[Written problem]:
Render the material from its first line through the line containing "13L114 12L113 10L111" as a Markdown table with the columns Row and Line, one numbered row per line. Skip blank lines and leave the pictures out.

— begin Available records —

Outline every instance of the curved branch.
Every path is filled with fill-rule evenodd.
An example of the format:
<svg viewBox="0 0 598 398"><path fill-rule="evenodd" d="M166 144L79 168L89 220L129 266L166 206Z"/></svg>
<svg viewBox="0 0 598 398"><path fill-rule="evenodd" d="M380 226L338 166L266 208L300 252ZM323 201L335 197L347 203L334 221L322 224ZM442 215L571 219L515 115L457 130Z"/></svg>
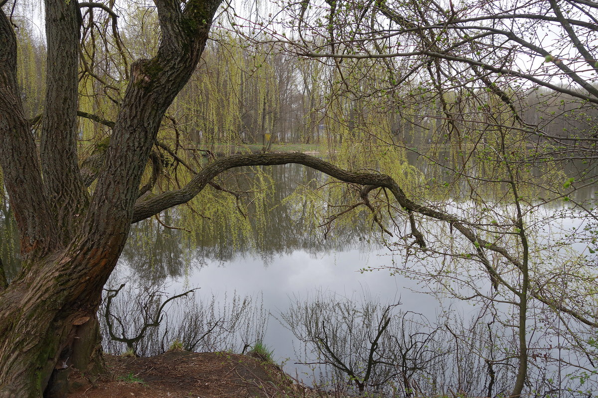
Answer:
<svg viewBox="0 0 598 398"><path fill-rule="evenodd" d="M117 13L114 12L113 10L111 10L108 6L105 4L102 4L102 3L93 3L90 2L84 2L82 3L79 3L79 8L83 8L84 7L88 7L90 8L102 8L105 11L108 13L112 17L112 18L118 18L118 16Z"/></svg>

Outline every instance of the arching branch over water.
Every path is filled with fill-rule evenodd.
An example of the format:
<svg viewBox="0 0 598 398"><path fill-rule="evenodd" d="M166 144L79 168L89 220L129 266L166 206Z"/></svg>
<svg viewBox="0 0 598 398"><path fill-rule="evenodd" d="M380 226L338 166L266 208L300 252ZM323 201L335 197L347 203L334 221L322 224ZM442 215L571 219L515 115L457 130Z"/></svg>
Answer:
<svg viewBox="0 0 598 398"><path fill-rule="evenodd" d="M181 189L169 191L154 196L144 196L138 200L134 208L133 223L148 218L166 209L187 203L197 195L213 178L230 169L246 166L275 166L288 163L297 163L310 167L345 183L364 186L369 192L375 188L384 188L392 192L395 199L408 215L411 235L420 248L425 249L424 236L418 230L414 214L419 214L440 221L448 223L474 245L478 252L480 261L486 267L493 283L499 282L516 295L521 293L504 280L490 264L483 249L490 250L502 256L509 263L520 270L524 264L506 248L486 240L475 232L475 226L466 220L452 214L441 212L429 206L419 204L407 198L401 187L390 176L382 174L357 172L344 170L318 158L301 153L259 153L234 155L218 159L198 171L195 177ZM481 254L480 254L481 253ZM578 311L567 308L562 304L546 298L541 290L531 289L531 295L536 300L550 307L566 313L585 325L598 327L598 322L592 320Z"/></svg>

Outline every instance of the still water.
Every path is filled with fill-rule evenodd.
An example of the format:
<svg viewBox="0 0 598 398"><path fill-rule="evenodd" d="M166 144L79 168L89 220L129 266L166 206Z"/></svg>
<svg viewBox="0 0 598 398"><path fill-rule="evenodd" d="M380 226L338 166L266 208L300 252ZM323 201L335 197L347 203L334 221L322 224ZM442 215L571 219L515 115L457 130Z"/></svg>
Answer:
<svg viewBox="0 0 598 398"><path fill-rule="evenodd" d="M160 286L167 295L199 288L194 298L204 301L212 297L216 301L228 300L225 297L233 293L259 298L260 305L269 314L260 318L267 323L265 335L246 334L235 341L233 349L239 351L244 343L255 343L243 339L261 339L273 350L276 361L285 362L286 370L291 373L297 370L300 377L306 380L312 377L309 371L295 363L315 359L306 356L302 351L304 347L278 320L281 313L294 302L309 301L318 295L358 300L366 297L383 303L400 303L402 311L417 313L432 320L449 310L463 319L479 311L472 304L439 293L434 282L418 282L391 273L389 267L397 264L408 267L415 261L406 259L404 251L392 251L383 244L408 232L400 221L388 227L394 235L392 238L385 236L363 213L349 216L352 217L350 221L332 223L329 227L320 226L324 223L321 218L315 219L305 211L309 207L306 205L309 200L288 198L298 188L316 188L323 180L321 175L296 165L261 171L271 178L273 189L261 202L249 206L246 218L229 208L224 214L210 214L209 228L194 229L193 233L165 228L150 221L135 226L110 285L151 284ZM240 175L246 177L252 173L243 170ZM578 191L573 199L592 201L596 190L594 186L588 186ZM321 206L335 205L329 198L326 199ZM463 203L466 204L462 208L466 209L466 200ZM568 206L570 205L540 209L545 215L555 215L555 220L546 226L553 237L564 235L561 231L582 225L569 212L568 218L557 219L560 212L567 212ZM178 220L176 225L183 227L185 223L180 222L181 217L184 216L171 211L162 215L162 221L169 224ZM239 233L231 224L231 217L244 218L251 227L243 227L246 232ZM578 245L573 249L585 249ZM364 271L364 269L374 270ZM484 292L490 294L490 284L485 285ZM502 310L508 313L510 309L503 306ZM551 338L534 341L530 345L537 343L551 347Z"/></svg>
<svg viewBox="0 0 598 398"><path fill-rule="evenodd" d="M443 176L435 175L435 169L426 159L409 160L411 164L417 165L426 177L438 176L438 184L442 184ZM575 175L578 170L572 167L566 172L568 176ZM239 211L235 201L225 194L206 192L204 193L208 195L196 203L193 211L184 206L161 214L160 223L152 219L133 226L127 246L106 286L115 289L126 283L132 289L128 296L121 294L120 307L112 308L115 313L121 311L117 314L118 316L129 317L123 319L126 325L132 325L132 329L127 331L129 336L134 332L132 329L135 328L133 324L136 322L134 320L139 317L139 313L132 312L139 300L135 294L144 289L160 292L163 300L174 294L199 288L193 297L177 299L172 306L166 307L164 324L169 325L166 329L174 328L177 322L188 320L185 317L188 318L191 313L184 311L193 310L194 303L208 303L208 307L212 303L212 309L208 312L212 311L212 320L214 321L230 314L236 305L234 303L247 297L251 300L252 314L239 318L237 321L248 323L249 326L244 328L239 325L221 324L223 330L236 327L232 334L234 335L223 338L219 343L213 342L210 347L240 351L246 343L252 345L257 340L261 340L264 345L273 350L273 358L276 362L285 363L287 371L294 374L296 369L300 378L310 380L312 375L309 367L297 365L295 362L316 359L313 355L310 356L288 328L279 322L281 313L288 311L294 303L331 295L340 300L373 299L383 304L400 303L398 307L400 311L421 314L430 320L431 324L438 316L451 311L450 313L466 320L463 324L465 326L468 319L480 313L479 306L474 305L475 303L451 298L449 295L440 292L438 284L432 279L425 280L420 278L418 282L416 279L406 277L401 273L392 273L392 269L415 268L416 266L428 270L440 269L446 260L439 255L427 259L428 263L422 263L413 253L406 257L404 249L393 251L387 247L393 247L393 242L400 242L401 237L409 232L405 220L400 217L396 217L394 224L386 220L383 221L393 233L392 237L381 232L367 211L353 210L327 224L327 219L321 215L322 212L327 212L329 216L341 212L346 208L335 206L350 203L355 198L348 199L338 194L338 191L334 195L328 193L332 186L318 190L325 181L323 176L301 166L261 168L259 171L263 183L258 187L251 182L255 180L255 169L235 171L224 176L221 181L230 189L252 192L251 195L243 196L246 202L250 203L246 208L241 206L243 208ZM537 174L538 178L541 178L541 171ZM230 186L226 185L227 181L231 182ZM468 203L466 185L462 184L459 189L461 192L452 198L460 199L450 199L448 203L431 203L433 205L454 206L455 209L459 208L463 214L468 214L475 206ZM205 190L210 189L206 188ZM539 219L548 215L552 217L550 222L537 226L537 230L545 232L545 235L538 235L536 244L542 243L543 239L547 242L561 240L566 243L565 235L569 232L575 229L582 231L584 226L588 224L576 218L575 210L570 210L573 207L572 202L593 203L596 201L597 190L595 184L587 184L575 192L570 198L572 201L553 203L536 208L536 214L541 215ZM538 194L539 198L541 195ZM14 254L18 251L18 245L10 207L3 203L5 205L0 207L4 223L2 233L0 234L0 255L8 266L10 277L19 267L18 256ZM507 206L501 211L508 212L512 209ZM451 236L450 231L434 225L422 227L427 237L437 244L446 243ZM569 251L568 255L576 255L587 252L590 246L578 242L568 246L565 244L563 247ZM373 270L364 271L364 269ZM485 294L492 294L492 288L487 275L483 272L467 273L464 270L462 272L466 277L477 278L480 281L479 285L474 284L474 287L480 287ZM467 295L468 292L465 293ZM507 315L512 313L512 308L508 305L499 304L496 308ZM560 326L555 323L557 321L554 317L545 319L543 315L536 316L533 312L535 310L532 310L530 315L533 323L530 326L529 345L535 350L532 351L534 355L545 354L547 352L554 358L557 356L565 358L568 355L568 362L576 361L587 365L587 361L584 362L583 358L580 362L579 357L583 356L578 353L565 353L564 348L563 352L560 348L557 352L553 348L565 347L561 335L558 331L553 331ZM484 313L484 317L490 316L493 316L490 313ZM256 322L260 325L255 325ZM158 353L161 350L167 349L170 343L167 339L165 340L164 336L168 332L165 327L163 325L158 332L152 332L151 337L158 344L146 344L144 348L145 354ZM504 349L508 351L513 349L509 346L512 344L511 335L513 331L508 328L505 330L507 331L503 333L502 338L504 345L507 347ZM541 330L550 332L542 334L539 333ZM579 330L580 335L585 335L584 332ZM493 338L498 338L501 332L500 330L496 332ZM542 336L539 337L541 334ZM170 337L174 335L170 335ZM447 336L450 338L446 334L443 335L445 339ZM107 343L108 339L105 338L105 350L120 353L126 348L124 344ZM547 347L550 347L548 351L545 348ZM492 353L486 354L493 355ZM493 360L501 362L498 356ZM536 362L535 360L534 366ZM443 375L447 379L466 379L468 375L486 372L479 367L485 366L483 362L481 363L478 368L472 367L468 371L456 375L457 371L453 370L453 368L458 366L456 363L449 363L448 368L451 370L446 371L447 374ZM543 368L538 366L530 372L539 376L544 375L543 380L550 380L553 387L547 384L536 387L548 391L555 385L573 385L570 375L573 371L557 369L554 362L551 363ZM593 365L586 368L584 372L591 372L594 369ZM512 369L508 367L505 369L502 374L498 371L497 374L502 376L508 387L509 378L513 375ZM315 378L317 379L318 376ZM589 381L584 380L585 385L590 382L598 382L595 378L593 375L590 377ZM467 385L466 382L463 381L465 385ZM486 381L482 377L472 382L485 385ZM447 382L445 385L454 387L460 383L459 379L458 383ZM575 385L577 388L579 383Z"/></svg>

— end Available records —

[Final result]:
| Row | Line |
|---|---|
| 1 | Outline every instance of the curved branch. |
| 2 | Every path is filled with fill-rule evenodd. |
| 3 | An example of the format: |
| 4 | <svg viewBox="0 0 598 398"><path fill-rule="evenodd" d="M166 144L79 168L89 220L129 266L166 206Z"/></svg> |
| 5 | <svg viewBox="0 0 598 398"><path fill-rule="evenodd" d="M380 226L338 166L266 208L300 252ZM323 201L335 197L347 203L334 221L322 224ZM442 215L571 219L515 115L457 130Z"/></svg> |
| 6 | Answer: |
| 7 | <svg viewBox="0 0 598 398"><path fill-rule="evenodd" d="M117 13L114 12L113 10L111 10L108 6L105 4L102 4L102 3L93 3L90 2L84 2L82 3L79 3L79 8L83 8L84 7L88 7L90 8L102 8L105 11L108 13L112 17L112 18L118 18L118 16Z"/></svg> |